> **Extract to read**:

........

Here's another, equivalent way of writing the "parse" procedure in your
version of the code with null links (e.g., the release version):

int parse(int cost) {
    return count(-1, N_words, NULL, NULL, cost+1);
}

I'm making pretty good progress on writing the inside/outside
training.  I have the basic routines written and working with 
dummy procedures for the probabilities (but these procedures 
are the hard part!).

John
*/

int parse(int cost) {
    /* Returns the number of ways the sentence can be parsed with the
       specified cost Assumes that the hash table has already been
       initialized, and is freed later.  */
    
    Disjunct * dis;
    int total=0;
    
    for (dis = sentence[0].d; dis != NULL; dis = dis->next) {
	if (dis->left == NULL) {
	    total += count(0, N_words, dis->right, NULL, cost);
	}
    }

    /* the following allows the possibility of a null link used on the leftmost word */
    total += count(0, N_words, NULL, NULL, cost);
    
    if (verbosity > 1) {
	printf("Total count with cost %d:   %d\n", cost, total);
    }
    return total;
}

/*
   
   CONJUNCTION PRUNING.

........

> **Requests**:
[a] In the code excerpt, rewrite the passage between "Here's another, equivalent" and "the hard part!).", inclusive, replacing "release version" with "stable version".
[b] In the code excerpt, which procedures does the writer call the hard part of the inside/outside training?

> **Dataset section**:
........

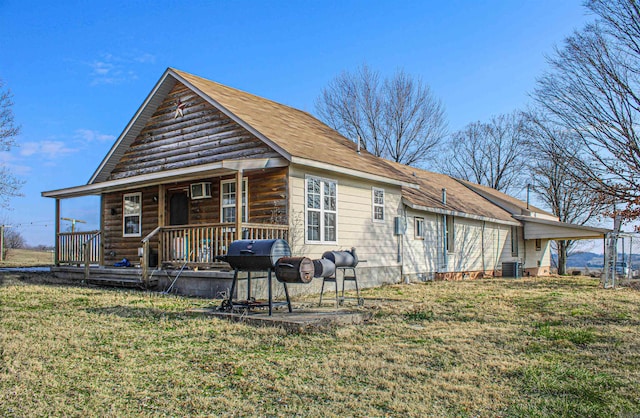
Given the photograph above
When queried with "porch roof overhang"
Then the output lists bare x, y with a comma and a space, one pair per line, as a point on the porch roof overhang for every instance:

........

> **Answers given**:
[a]
Here's another, equivalent way of writing the "parse" procedure in your
version of the code with null links (e.g., the stable version):

int parse(int cost) {
    return count(-1, N_words, NULL, NULL, cost+1);
}

I'm making pretty good progress on writing the inside/outside
training.  I have the basic routines written and working with 
dummy procedures for the probabilities (but these procedures 
are the hard part!).

[b] The procedures for the probabilities.